EXERCISE SET:
a: In the report on the Saudi oil attacks, reproduce the text from "With 5.7 million" up to and including "barrels by Monday.".
b: Using the report on the Saudi oil attacks, answer these:
(i) Who claimed responsibility for the Saturday drone strikes?
(ii) By how much did oil prices rise the next day?
(iii) How many barrels did Saudi Aramco expect to restore by Monday?

READING TEXT:
President Trump said today that he’s authorized the release of oil from the country’s strategic reserve “if needed” after drone attacks knocked out about half of Saudi Arabia’s oil output.
Yemen’s Iran-backed Houthi rebels claimed responsibility for the Saturday drone strikes on an oil processing facility at Abqaiq and the Khurais oil field, though the U.S. blames Iran. Some Saudi media outlets accused Shiites in Iraq of launching the attack from that country; Iraqi Prime Minister Adel Abdul-Mahdi’s office said the drones did not come from Iraq and that they “will deal firmly with anyone who tries to violate the constitution.”
With 5.7 million barrels of crude production a day halted, oil prices jumped more than 11 percent the next day. Saudi Aramco said it expects to restore about two million of those barrels by Monday.

DATA LINES:

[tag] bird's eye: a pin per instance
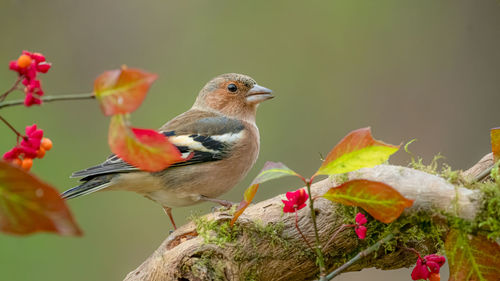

RESPONSES:
a:
With 5.7 million barrels of crude production a day halted, oil prices jumped more than 11 percent the next day. Saudi Aramco said it expects to restore about two million of those barrels by Monday.

b:
(i) Yemen's Iran-backed Houthi rebels
(ii) More than 11 percent
(iii) About two million